Extracted data:
========

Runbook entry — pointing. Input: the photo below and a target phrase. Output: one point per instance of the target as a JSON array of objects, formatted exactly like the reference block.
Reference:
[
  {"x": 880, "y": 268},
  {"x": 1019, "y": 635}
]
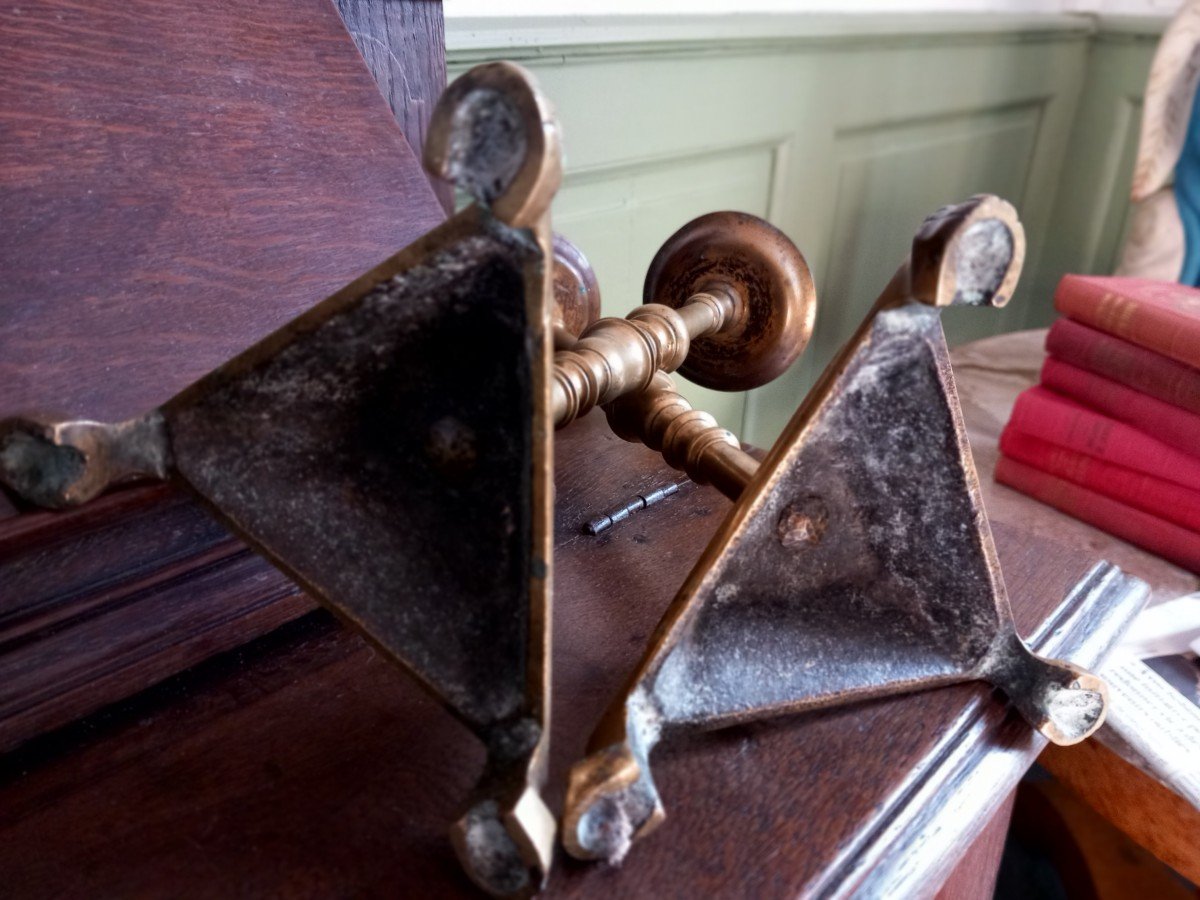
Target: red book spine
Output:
[
  {"x": 1126, "y": 363},
  {"x": 1151, "y": 495},
  {"x": 1162, "y": 538},
  {"x": 1060, "y": 420},
  {"x": 1161, "y": 316},
  {"x": 1159, "y": 420}
]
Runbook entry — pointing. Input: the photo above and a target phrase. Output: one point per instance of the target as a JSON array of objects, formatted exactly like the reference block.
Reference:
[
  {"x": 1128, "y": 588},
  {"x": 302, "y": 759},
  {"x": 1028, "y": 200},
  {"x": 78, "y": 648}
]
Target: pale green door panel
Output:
[{"x": 845, "y": 139}]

========

Your assignment: Every line of the data above should be quoted exactly. Omit the pictures.

Solution:
Runbook entry — pointing. Input: the photo below and a target phrase. Output: one point per instance of the target as a JSON array of objects, formatted exactly like the reference block.
Reference:
[
  {"x": 880, "y": 268},
  {"x": 1019, "y": 635}
]
Target: red book spine
Output:
[
  {"x": 1126, "y": 363},
  {"x": 1151, "y": 495},
  {"x": 1162, "y": 538},
  {"x": 1060, "y": 420},
  {"x": 1161, "y": 316},
  {"x": 1159, "y": 420}
]
Runbook entry — pointing. Input: the photo above and a target phrase. Output: one point per instance of the target as a JSON array of objects, formatted exactly like the reference block.
Reference:
[
  {"x": 1128, "y": 588},
  {"x": 302, "y": 759},
  {"x": 1028, "y": 200},
  {"x": 78, "y": 648}
]
Target: pale green door panel
Output:
[{"x": 845, "y": 139}]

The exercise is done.